[The records — start]

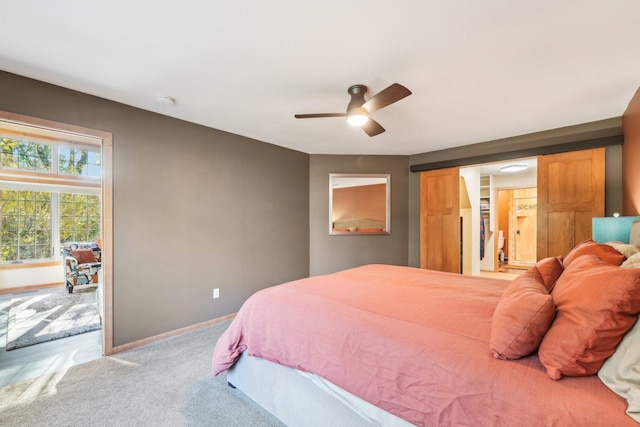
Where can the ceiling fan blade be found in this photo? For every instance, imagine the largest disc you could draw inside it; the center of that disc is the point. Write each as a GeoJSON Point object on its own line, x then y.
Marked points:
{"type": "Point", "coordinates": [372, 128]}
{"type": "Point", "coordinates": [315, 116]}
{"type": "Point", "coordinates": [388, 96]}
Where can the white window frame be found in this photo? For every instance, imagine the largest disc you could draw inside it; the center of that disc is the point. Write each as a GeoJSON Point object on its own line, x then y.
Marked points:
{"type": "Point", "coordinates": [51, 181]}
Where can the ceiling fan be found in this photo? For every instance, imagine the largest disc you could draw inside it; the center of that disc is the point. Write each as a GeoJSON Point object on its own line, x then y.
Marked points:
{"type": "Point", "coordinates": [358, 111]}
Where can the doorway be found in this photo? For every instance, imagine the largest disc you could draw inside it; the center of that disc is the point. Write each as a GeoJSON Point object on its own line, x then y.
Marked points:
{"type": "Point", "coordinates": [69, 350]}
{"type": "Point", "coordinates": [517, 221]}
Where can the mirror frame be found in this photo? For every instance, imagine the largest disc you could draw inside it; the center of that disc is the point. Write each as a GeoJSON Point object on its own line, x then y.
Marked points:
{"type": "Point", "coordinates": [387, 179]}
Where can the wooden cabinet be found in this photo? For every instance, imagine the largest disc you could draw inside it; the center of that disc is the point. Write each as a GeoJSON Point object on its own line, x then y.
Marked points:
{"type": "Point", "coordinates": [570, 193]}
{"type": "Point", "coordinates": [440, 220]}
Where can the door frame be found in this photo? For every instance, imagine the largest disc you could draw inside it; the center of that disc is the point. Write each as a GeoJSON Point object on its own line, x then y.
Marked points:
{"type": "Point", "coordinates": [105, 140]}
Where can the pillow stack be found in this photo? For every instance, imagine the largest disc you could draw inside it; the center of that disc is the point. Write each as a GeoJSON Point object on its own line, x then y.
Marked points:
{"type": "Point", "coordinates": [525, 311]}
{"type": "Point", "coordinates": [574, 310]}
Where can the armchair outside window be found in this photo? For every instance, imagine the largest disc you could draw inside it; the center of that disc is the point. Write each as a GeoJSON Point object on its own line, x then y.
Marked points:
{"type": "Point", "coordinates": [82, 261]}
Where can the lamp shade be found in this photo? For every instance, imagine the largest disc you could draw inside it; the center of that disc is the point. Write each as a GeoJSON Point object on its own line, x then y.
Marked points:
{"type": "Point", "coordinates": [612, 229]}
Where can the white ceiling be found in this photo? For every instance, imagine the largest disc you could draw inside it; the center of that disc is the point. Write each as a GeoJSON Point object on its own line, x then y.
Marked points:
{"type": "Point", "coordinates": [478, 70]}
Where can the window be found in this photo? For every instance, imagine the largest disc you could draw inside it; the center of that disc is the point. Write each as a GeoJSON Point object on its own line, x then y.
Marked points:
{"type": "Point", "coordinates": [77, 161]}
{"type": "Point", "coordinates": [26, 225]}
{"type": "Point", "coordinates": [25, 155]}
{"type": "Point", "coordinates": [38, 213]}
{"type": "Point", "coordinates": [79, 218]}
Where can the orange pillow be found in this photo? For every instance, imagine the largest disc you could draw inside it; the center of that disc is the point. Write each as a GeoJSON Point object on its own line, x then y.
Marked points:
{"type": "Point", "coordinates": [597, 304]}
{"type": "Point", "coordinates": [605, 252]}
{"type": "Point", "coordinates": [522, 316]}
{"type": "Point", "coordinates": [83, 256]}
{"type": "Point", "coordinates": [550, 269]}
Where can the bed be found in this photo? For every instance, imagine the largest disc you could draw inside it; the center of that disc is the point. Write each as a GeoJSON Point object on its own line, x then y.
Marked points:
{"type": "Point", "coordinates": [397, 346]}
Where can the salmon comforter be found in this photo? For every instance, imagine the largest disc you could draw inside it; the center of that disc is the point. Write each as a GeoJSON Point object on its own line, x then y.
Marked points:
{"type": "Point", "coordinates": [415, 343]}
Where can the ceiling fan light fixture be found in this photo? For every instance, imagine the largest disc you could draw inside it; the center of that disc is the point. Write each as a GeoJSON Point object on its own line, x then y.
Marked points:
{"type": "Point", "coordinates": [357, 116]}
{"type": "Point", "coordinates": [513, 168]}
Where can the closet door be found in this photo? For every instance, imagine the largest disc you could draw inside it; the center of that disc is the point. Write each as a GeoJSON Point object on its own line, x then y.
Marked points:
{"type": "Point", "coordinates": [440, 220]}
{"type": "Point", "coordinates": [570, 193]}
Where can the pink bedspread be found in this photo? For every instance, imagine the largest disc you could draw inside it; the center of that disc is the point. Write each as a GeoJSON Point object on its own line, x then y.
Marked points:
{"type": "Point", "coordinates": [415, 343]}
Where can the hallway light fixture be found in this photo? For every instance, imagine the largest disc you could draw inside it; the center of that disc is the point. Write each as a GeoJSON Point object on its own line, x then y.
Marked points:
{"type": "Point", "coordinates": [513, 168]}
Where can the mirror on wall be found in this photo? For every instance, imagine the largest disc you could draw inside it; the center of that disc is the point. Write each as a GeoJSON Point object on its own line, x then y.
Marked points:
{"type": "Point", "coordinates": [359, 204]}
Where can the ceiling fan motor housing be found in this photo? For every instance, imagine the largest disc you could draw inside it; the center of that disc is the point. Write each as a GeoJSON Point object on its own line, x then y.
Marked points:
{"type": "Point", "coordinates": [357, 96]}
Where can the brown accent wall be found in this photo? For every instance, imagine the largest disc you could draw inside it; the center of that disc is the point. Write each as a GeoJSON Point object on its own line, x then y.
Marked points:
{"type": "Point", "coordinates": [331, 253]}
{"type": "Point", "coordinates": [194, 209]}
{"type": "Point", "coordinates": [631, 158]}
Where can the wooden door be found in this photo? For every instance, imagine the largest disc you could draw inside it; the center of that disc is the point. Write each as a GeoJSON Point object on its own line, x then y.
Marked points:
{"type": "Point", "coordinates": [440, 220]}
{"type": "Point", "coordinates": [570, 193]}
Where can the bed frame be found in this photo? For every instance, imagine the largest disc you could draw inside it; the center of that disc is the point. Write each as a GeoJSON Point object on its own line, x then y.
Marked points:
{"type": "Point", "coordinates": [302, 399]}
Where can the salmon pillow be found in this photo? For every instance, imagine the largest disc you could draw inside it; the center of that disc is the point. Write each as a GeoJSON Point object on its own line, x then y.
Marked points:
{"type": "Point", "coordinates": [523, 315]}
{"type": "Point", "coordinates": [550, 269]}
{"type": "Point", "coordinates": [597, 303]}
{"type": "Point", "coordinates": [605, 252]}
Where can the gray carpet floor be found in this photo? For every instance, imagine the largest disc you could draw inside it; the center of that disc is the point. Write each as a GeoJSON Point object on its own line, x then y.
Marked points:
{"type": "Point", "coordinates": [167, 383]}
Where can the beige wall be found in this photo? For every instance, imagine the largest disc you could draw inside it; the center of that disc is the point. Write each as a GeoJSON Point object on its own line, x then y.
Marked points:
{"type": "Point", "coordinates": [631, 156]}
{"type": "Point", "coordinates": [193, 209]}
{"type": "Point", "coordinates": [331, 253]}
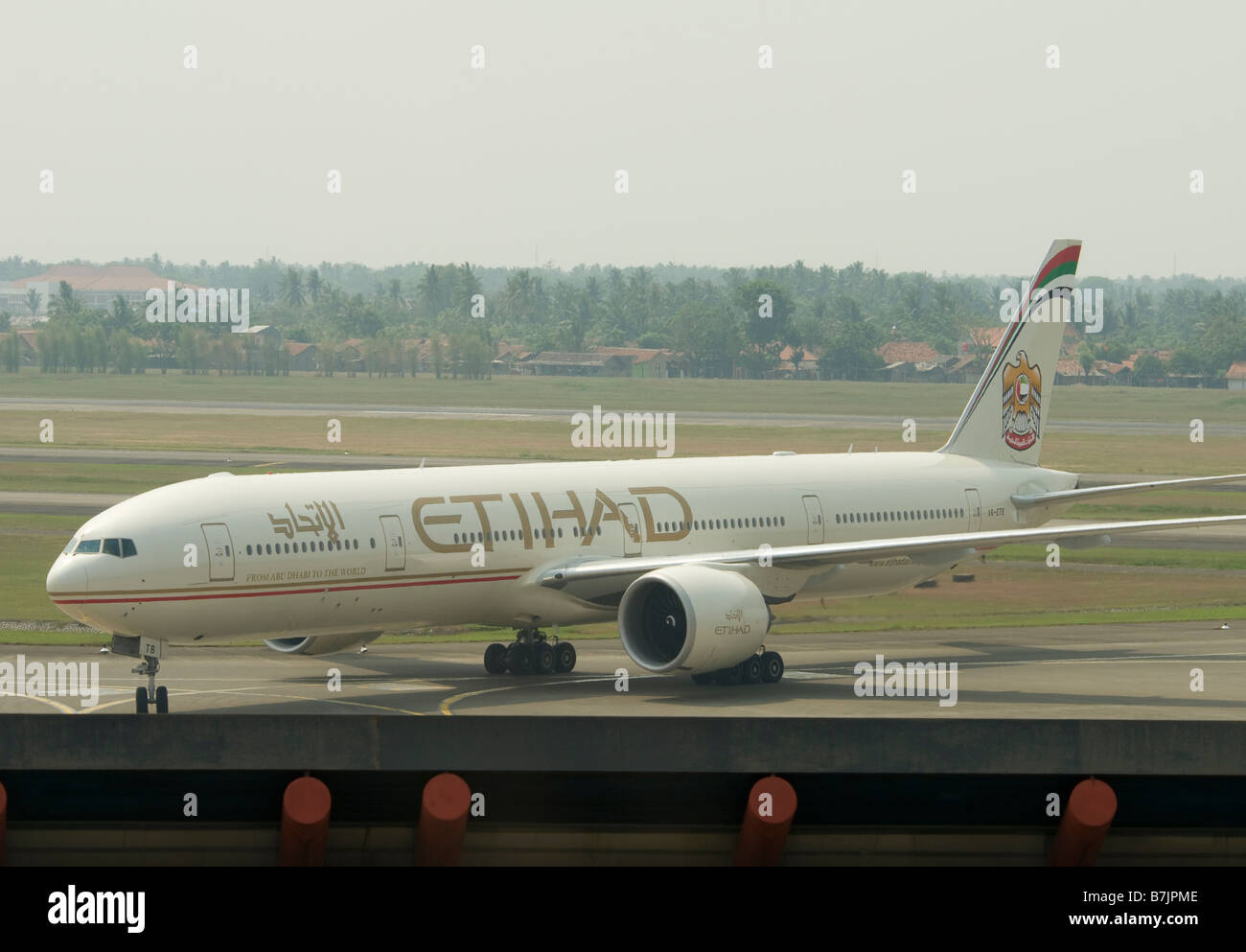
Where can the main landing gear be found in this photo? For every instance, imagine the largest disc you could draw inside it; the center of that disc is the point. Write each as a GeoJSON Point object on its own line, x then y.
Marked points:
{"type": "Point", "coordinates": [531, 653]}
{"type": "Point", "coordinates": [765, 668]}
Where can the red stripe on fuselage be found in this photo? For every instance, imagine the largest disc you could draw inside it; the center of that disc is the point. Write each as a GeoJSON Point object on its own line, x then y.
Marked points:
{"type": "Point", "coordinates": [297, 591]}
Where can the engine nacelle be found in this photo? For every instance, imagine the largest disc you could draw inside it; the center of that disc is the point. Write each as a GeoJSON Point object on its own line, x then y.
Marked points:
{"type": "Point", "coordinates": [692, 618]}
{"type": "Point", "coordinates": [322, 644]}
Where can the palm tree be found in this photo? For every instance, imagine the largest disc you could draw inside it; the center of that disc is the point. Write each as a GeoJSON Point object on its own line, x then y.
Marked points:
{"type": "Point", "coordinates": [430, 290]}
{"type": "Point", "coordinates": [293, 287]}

[The records — finish]

The lines to write out run from the one with "Where can the palm" through the end of the records. Give them exactly, and only them.

Where can the palm tree be found in this photo? For every instance, imagine the largest disc you could draw inside it; the center of that disc is the point. Write each as a GeoJSON Point object on its own line, x then y.
Marked points:
{"type": "Point", "coordinates": [430, 290]}
{"type": "Point", "coordinates": [293, 287]}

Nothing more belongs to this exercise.